_Given problem_
Reproduce every one of the entries below verbatim, keeping them in their original order.

_Material shown_
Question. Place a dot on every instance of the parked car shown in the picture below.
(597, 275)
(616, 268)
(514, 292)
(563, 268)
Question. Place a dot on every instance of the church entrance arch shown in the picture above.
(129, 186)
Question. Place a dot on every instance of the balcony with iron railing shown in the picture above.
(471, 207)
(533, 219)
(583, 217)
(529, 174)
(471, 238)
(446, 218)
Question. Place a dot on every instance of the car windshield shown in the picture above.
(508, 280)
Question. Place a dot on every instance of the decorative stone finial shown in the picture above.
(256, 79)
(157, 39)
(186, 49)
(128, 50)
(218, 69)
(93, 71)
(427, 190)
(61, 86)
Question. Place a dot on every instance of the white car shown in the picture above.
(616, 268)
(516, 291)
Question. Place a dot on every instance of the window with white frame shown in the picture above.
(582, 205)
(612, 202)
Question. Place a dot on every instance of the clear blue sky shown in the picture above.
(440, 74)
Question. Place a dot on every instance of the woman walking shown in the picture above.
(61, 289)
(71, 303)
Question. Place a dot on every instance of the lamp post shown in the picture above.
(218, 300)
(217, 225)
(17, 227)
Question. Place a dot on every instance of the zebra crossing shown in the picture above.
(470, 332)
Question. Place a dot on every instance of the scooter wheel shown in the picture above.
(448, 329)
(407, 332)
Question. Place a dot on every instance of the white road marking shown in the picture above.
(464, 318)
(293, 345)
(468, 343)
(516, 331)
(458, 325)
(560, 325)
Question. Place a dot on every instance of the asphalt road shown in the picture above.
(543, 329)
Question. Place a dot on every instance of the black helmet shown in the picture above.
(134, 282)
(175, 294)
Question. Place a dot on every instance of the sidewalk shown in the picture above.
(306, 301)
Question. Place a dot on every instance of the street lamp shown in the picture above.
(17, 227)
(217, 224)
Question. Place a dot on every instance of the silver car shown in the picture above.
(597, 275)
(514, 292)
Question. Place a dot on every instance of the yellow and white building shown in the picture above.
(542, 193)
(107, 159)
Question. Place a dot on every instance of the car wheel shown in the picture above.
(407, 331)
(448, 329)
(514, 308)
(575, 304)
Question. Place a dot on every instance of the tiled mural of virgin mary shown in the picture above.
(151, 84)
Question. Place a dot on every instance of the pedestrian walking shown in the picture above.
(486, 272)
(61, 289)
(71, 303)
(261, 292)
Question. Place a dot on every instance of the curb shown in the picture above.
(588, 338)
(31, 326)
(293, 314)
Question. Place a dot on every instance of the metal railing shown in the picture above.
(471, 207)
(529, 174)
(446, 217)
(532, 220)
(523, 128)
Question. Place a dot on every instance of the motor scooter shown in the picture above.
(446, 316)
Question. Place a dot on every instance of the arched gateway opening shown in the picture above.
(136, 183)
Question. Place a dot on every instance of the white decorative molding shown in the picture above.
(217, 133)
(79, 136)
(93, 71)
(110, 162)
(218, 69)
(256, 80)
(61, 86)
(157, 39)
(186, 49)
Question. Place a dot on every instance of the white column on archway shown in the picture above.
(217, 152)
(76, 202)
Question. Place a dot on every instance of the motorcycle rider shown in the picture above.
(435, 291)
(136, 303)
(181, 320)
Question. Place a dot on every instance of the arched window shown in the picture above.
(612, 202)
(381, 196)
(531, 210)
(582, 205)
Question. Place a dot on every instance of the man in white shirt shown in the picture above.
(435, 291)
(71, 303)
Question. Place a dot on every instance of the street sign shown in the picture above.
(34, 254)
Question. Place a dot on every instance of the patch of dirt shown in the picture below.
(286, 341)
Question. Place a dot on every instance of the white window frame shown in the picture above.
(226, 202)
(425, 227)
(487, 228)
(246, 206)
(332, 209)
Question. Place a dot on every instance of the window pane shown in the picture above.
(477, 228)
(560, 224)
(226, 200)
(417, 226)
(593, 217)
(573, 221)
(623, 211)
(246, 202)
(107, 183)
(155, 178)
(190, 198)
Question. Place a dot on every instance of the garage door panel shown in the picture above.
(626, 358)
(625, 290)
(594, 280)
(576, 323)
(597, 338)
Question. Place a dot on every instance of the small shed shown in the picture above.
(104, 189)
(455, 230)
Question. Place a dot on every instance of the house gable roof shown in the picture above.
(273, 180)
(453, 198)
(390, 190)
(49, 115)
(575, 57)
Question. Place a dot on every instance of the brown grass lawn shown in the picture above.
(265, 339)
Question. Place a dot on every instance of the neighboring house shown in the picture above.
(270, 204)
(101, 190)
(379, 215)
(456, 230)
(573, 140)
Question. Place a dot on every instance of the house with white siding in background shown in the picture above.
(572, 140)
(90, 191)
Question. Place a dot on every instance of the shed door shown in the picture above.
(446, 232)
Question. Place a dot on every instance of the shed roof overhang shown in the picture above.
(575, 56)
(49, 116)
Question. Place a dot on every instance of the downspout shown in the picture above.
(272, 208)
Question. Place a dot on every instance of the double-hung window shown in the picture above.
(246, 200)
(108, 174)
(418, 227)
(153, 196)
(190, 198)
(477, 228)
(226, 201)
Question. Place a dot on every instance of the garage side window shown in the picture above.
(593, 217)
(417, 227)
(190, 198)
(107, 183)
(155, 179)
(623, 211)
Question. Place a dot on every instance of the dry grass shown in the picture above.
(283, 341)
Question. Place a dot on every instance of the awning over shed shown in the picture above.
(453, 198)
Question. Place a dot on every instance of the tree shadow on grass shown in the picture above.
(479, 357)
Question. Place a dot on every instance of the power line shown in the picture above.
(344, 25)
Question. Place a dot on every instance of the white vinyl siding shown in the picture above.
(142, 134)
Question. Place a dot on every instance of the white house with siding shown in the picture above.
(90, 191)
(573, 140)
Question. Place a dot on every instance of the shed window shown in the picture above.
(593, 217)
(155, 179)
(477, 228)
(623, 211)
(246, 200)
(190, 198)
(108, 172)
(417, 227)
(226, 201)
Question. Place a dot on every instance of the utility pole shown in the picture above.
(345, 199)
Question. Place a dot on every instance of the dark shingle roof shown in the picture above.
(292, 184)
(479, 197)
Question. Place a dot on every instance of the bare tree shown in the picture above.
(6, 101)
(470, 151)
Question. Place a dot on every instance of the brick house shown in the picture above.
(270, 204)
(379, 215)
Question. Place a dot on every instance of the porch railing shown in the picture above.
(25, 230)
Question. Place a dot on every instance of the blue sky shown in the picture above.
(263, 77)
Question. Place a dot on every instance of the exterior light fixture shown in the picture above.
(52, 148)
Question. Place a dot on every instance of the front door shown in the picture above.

_Written reply_
Question. Place a dot on every instance of the parked car shown in the picture below.
(597, 275)
(616, 268)
(514, 292)
(563, 268)
Question. Place a dot on every instance of the church entrance arch shown in the picture above.
(129, 186)
Question. Place a dot on every instance of the balcony with iron railing shown in the picture above.
(471, 207)
(533, 219)
(583, 217)
(529, 174)
(471, 238)
(446, 218)
Question. Place a dot on every instance of the car windshield shown in the picture above.
(508, 280)
Question. Place a dot on every instance of the decorative stone finial shown in the picture above.
(256, 79)
(157, 39)
(186, 49)
(128, 50)
(218, 69)
(93, 71)
(427, 190)
(61, 86)
Question. Place a dot on every instance of the white car shown in the picture above.
(616, 268)
(516, 291)
Question. Place a dot on every instance of the window with white frame shown in the picture above.
(582, 205)
(612, 202)
Question. Place a dot on every instance of the clear blue sky shown in the picture above.
(440, 74)
Question. Place a dot on every instance of the woman walking shown in the picture above.
(61, 289)
(71, 303)
Question. Place a dot on every instance of the lamp post shown in the picture above.
(218, 300)
(217, 225)
(17, 227)
Question. Place a dot on every instance of the zebra crossing shown in the picture above.
(470, 332)
Question. Place a dot on every instance of the scooter wheel shown in the picture above.
(448, 329)
(407, 332)
Question. Place a dot on every instance of the white road marking shown in the picture above.
(464, 318)
(293, 345)
(468, 343)
(516, 331)
(458, 325)
(560, 325)
Question. Place a dot on every instance of the asphalt road shown in the picture above.
(543, 329)
Question. Place a dot on every instance of the black helmet shown in the picture above.
(134, 282)
(175, 294)
Question. Place a dot on every instance of the sidewalk shown in the picture above.
(306, 301)
Question. Place a dot on every instance of the street lamp shown in the picture above.
(17, 227)
(217, 224)
Question. Place a dot on every instance of the silver car shown in the picture above.
(597, 275)
(514, 292)
Question. Place a dot on every instance of the yellow and white building shown in the picture above.
(542, 193)
(107, 159)
Question. Place a dot on every instance of the car wheel shown in the picture above.
(407, 331)
(448, 329)
(514, 308)
(575, 304)
Question. Place a dot on every instance of the tiled mural of virgin mary shown in the picture above.
(151, 84)
Question. Place a dot on every instance of the pedestrian walking shown in the picture above.
(486, 272)
(61, 289)
(71, 303)
(261, 292)
Question. Place a dot on every instance of the curb shown in the picture above.
(588, 338)
(31, 326)
(293, 314)
Question. Place a dot on every instance of the metal railing shown in the picture above.
(471, 207)
(529, 174)
(446, 217)
(532, 220)
(523, 128)
Question. Place a dot on every instance of the motor scooter shown in the picture above.
(446, 316)
Question. Place a dot on every instance of the arched gateway opening shown in the picture above.
(136, 183)
Question. Place a dot on every instance of the white decorative molding shown in the picture above.
(217, 133)
(79, 136)
(93, 71)
(110, 162)
(218, 69)
(256, 80)
(61, 86)
(157, 39)
(186, 49)
Question. Place a dot on every instance of the white column on archway shown in the picture above.
(217, 152)
(76, 202)
Question. Place a dot on every instance of the motorcycle rider shown in the picture above.
(435, 291)
(136, 303)
(181, 320)
Question. Place a dot on every instance of the arched window shown in the picture above.
(612, 202)
(381, 196)
(531, 210)
(582, 205)
Question. Place a dot on every instance of the man in white shirt shown in the picture above.
(435, 291)
(71, 303)
Question. Place a dot on every instance of the street sign shown in the picture above.
(34, 254)
Question. Place a dot on every instance of the patch of dirt shown in the picture below.
(286, 341)
Question. Place a dot on every instance of the white window frame shown in the picture above.
(226, 202)
(425, 227)
(487, 228)
(246, 206)
(332, 209)
Question. Place a dot on every instance of the window pane shown in the picture above.
(477, 228)
(560, 224)
(226, 200)
(417, 226)
(593, 217)
(573, 221)
(623, 211)
(246, 202)
(107, 183)
(155, 178)
(190, 198)
Question. Place a dot on every instance of the garage door panel shown in the picture above.
(626, 358)
(625, 290)
(594, 280)
(576, 323)
(597, 338)
Question. Place a dot on every instance of the small shed shown in the picture above.
(104, 189)
(455, 230)
Question. Place a dot on every instance of the house gable roof shown in the picture above.
(273, 180)
(453, 198)
(390, 190)
(49, 115)
(575, 57)
Question. Place a dot on every instance of the brown grass lawn shown in the picture above.
(265, 339)
Question. Place a dot on every instance of the neighboring house shown in the picture above.
(270, 204)
(101, 190)
(379, 215)
(456, 230)
(573, 140)
Question. Place a dot on every instance of the house with white siding in background shown in the picture above.
(572, 140)
(90, 191)
Question. Place a dot on every instance of the shed door shown in the picture above.
(446, 232)
Question. Place a dot on every instance of the shed roof overhang shown in the picture above.
(575, 56)
(49, 116)
Question. Place a dot on every instance of the downspout shown in the picture above.
(272, 208)
Question. Place a dot on every instance of the double-hung window shown in the picture above.
(246, 200)
(108, 174)
(418, 227)
(153, 196)
(190, 198)
(477, 228)
(226, 201)
Question. Place a dot on every instance of the garage side window shown in the picture above.
(593, 217)
(417, 227)
(190, 198)
(107, 183)
(155, 179)
(623, 211)
Question. Place a dot on every instance of the dry grass shown in the picture above.
(283, 341)
Question. Place a dot on every instance of the awning over shed shown in the picture above.
(453, 198)
Question. Place a dot on every instance of the tree shadow on grass shown in the picture above.
(479, 357)
Question. Place a dot on every instance of the power line shown in the picture above.
(344, 25)
Question. Place a dot on every instance of the white vinyl siding shown in the picture above.
(142, 134)
Question. Place a dot on every instance of the white house with siding shown in the picture above.
(90, 191)
(573, 140)
Question. Place a dot on every instance of the shed window shown in the picture above.
(593, 217)
(155, 179)
(477, 228)
(623, 211)
(246, 200)
(190, 198)
(108, 172)
(417, 227)
(226, 201)
Question. Place a dot on every instance of the utility pole shown in the picture above.
(345, 199)
Question. Place a dot on every instance of the dark shingle roof shown in the picture above.
(292, 184)
(479, 197)
Question. Place a dot on every instance of the bare tree shown in the picture above.
(6, 101)
(470, 151)
Question. Place a dot on every instance of the brick house shown in the picture above.
(270, 204)
(379, 215)
Question. Place a dot on every instance of the porch railing shown in the picture above.
(25, 230)
Question. Place a dot on every instance of the blue sky shown in the picture above.
(263, 77)
Question. Place a dot on every instance of the exterior light fixture shown in the picture above.
(52, 148)
Question. Place a dot on every instance of the front door shown in the picture above.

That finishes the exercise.